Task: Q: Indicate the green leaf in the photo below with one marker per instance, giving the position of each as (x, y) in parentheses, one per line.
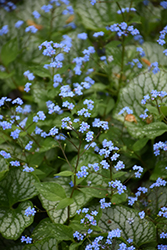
(157, 198)
(60, 216)
(75, 246)
(94, 192)
(45, 244)
(14, 221)
(9, 52)
(4, 167)
(163, 110)
(151, 131)
(17, 186)
(51, 191)
(46, 229)
(112, 49)
(95, 17)
(133, 93)
(64, 173)
(159, 171)
(5, 75)
(138, 145)
(154, 52)
(141, 230)
(65, 203)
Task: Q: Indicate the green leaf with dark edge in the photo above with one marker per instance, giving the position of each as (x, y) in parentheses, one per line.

★ ★ ★ ★ ★ ★ ★

▶ **Task details**
The answer must repeat every line of the listing exactly and leave the pictures out.

▶ **Response to the exercise**
Task: Q: Indicate the green leaf in the photo below with one marker per instance, giving the position of each as (x, y) in parentheses, one per line.
(157, 198)
(60, 216)
(75, 246)
(94, 192)
(45, 244)
(14, 221)
(9, 52)
(4, 167)
(163, 110)
(151, 131)
(17, 186)
(51, 191)
(46, 229)
(112, 49)
(95, 17)
(133, 93)
(64, 173)
(159, 171)
(5, 75)
(138, 145)
(154, 52)
(141, 230)
(65, 203)
Task: Q: Indicate the green leaf with dark edge in the photo above with one marker per instance, giving the position of each as (x, y) in parentheses, one per line.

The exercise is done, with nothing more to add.